EXERCISE MATERIALS:
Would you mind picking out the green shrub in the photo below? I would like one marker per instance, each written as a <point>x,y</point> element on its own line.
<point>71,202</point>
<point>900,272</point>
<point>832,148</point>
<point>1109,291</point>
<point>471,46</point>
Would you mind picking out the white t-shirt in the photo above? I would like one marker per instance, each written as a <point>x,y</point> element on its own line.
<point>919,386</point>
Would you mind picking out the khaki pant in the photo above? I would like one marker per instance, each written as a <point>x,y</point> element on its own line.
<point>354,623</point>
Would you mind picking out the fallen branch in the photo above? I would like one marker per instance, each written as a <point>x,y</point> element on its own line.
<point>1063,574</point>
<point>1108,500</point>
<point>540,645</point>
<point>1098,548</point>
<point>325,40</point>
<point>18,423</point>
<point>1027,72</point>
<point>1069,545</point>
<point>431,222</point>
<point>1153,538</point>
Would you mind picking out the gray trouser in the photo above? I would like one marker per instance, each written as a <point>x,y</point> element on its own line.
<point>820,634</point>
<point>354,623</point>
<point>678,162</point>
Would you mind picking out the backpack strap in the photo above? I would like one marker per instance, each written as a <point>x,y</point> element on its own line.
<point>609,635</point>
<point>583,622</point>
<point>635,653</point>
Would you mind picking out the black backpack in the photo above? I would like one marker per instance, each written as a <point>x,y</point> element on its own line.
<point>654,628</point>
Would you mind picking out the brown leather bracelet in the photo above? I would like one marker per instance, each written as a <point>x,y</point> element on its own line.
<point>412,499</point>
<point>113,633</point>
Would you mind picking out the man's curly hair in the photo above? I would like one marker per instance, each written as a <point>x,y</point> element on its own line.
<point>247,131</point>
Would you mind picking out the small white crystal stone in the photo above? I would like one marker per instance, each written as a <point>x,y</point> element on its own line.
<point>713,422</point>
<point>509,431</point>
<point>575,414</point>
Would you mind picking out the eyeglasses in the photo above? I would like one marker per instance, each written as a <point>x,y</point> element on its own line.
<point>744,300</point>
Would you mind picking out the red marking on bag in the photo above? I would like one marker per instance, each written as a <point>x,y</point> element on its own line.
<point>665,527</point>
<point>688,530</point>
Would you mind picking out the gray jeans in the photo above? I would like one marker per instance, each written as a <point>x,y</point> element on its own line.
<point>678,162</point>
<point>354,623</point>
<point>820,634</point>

REQUIRED WORK: Could you print exactly the lines from the one containing "Would you mind picking out the gray jeans" through the last line of the records above?

TASK OUTPUT:
Would you mind picking out the gray jeans in the photo above? I would like one marker per instance, each written as a <point>x,y</point> element on its own line.
<point>678,162</point>
<point>354,623</point>
<point>820,634</point>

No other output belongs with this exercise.